WHAT TO WORK ON —
Whatever the records say, repeat them exactly as given.

DATA EXCERPTS —
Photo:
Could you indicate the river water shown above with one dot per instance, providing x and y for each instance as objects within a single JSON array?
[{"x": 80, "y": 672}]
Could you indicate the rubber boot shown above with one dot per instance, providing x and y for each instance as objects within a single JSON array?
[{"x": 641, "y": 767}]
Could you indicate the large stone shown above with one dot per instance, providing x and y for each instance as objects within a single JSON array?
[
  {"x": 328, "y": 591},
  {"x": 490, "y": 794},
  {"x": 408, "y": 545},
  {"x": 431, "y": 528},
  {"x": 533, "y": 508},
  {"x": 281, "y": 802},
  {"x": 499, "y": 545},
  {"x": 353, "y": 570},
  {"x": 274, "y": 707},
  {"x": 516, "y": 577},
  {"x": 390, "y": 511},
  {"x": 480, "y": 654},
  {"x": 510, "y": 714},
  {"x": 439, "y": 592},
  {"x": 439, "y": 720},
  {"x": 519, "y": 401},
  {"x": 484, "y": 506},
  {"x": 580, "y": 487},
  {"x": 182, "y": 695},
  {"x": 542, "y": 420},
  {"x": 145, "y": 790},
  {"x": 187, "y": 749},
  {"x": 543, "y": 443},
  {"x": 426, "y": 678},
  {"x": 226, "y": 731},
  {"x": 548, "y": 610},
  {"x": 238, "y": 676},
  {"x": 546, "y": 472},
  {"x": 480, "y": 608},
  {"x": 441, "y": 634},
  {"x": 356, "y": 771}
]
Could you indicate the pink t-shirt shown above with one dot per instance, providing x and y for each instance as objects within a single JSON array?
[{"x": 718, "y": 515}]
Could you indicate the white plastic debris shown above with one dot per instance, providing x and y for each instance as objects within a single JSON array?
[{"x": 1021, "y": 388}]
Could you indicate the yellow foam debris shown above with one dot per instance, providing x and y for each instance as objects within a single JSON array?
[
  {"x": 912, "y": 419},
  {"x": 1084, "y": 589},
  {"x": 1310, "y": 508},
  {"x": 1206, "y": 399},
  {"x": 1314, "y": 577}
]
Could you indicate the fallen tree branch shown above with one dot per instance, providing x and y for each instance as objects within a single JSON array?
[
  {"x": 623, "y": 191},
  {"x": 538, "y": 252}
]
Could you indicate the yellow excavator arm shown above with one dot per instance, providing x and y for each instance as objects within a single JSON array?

YOUR RESPONSE —
Photo:
Could you indicate the river water shown above with one dot per instance, providing x and y for each instance as objects within a single JSON array?
[{"x": 80, "y": 672}]
Could you indicate the rubber boot shown above with one dot per instance, providing x and y for each instance as objects within a single JSON array?
[{"x": 641, "y": 767}]
Could you indicate the large stone shown above with one dot per instance, providing x and y for each instance as objects within a single JSON array?
[
  {"x": 328, "y": 591},
  {"x": 490, "y": 794},
  {"x": 408, "y": 545},
  {"x": 431, "y": 528},
  {"x": 533, "y": 508},
  {"x": 281, "y": 802},
  {"x": 499, "y": 545},
  {"x": 353, "y": 570},
  {"x": 274, "y": 707},
  {"x": 516, "y": 577},
  {"x": 390, "y": 511},
  {"x": 480, "y": 654},
  {"x": 510, "y": 714},
  {"x": 439, "y": 592},
  {"x": 439, "y": 720},
  {"x": 519, "y": 401},
  {"x": 484, "y": 506},
  {"x": 580, "y": 487},
  {"x": 182, "y": 695},
  {"x": 542, "y": 420},
  {"x": 145, "y": 790},
  {"x": 187, "y": 749},
  {"x": 543, "y": 443},
  {"x": 426, "y": 678},
  {"x": 226, "y": 731},
  {"x": 548, "y": 610},
  {"x": 238, "y": 676},
  {"x": 546, "y": 472},
  {"x": 480, "y": 608},
  {"x": 441, "y": 634},
  {"x": 356, "y": 771}
]
Could you indicate the pink t-shirt shown above with one dot per instance, providing x and y for each instance as objects within a single JSON array?
[{"x": 718, "y": 515}]
Could you indicate the white plastic debris shown above with one dot per instance, providing x and y for each instance as objects within a single JSON array?
[{"x": 1021, "y": 388}]
Could you indicate the yellow foam debris shown above with one dot per instance, providing x and y for each instance as objects within a single JSON array?
[
  {"x": 912, "y": 419},
  {"x": 1084, "y": 589},
  {"x": 1310, "y": 508},
  {"x": 1206, "y": 399},
  {"x": 1314, "y": 577}
]
Could you indicate the fallen tree branch shown above with one dot per instance, providing x and y for each instance as objects within a single JSON array?
[
  {"x": 623, "y": 191},
  {"x": 538, "y": 252}
]
Could you indicate the yellow excavator arm shown above with one dot per instance, providing x and y for each instance as objects within a single JSON array?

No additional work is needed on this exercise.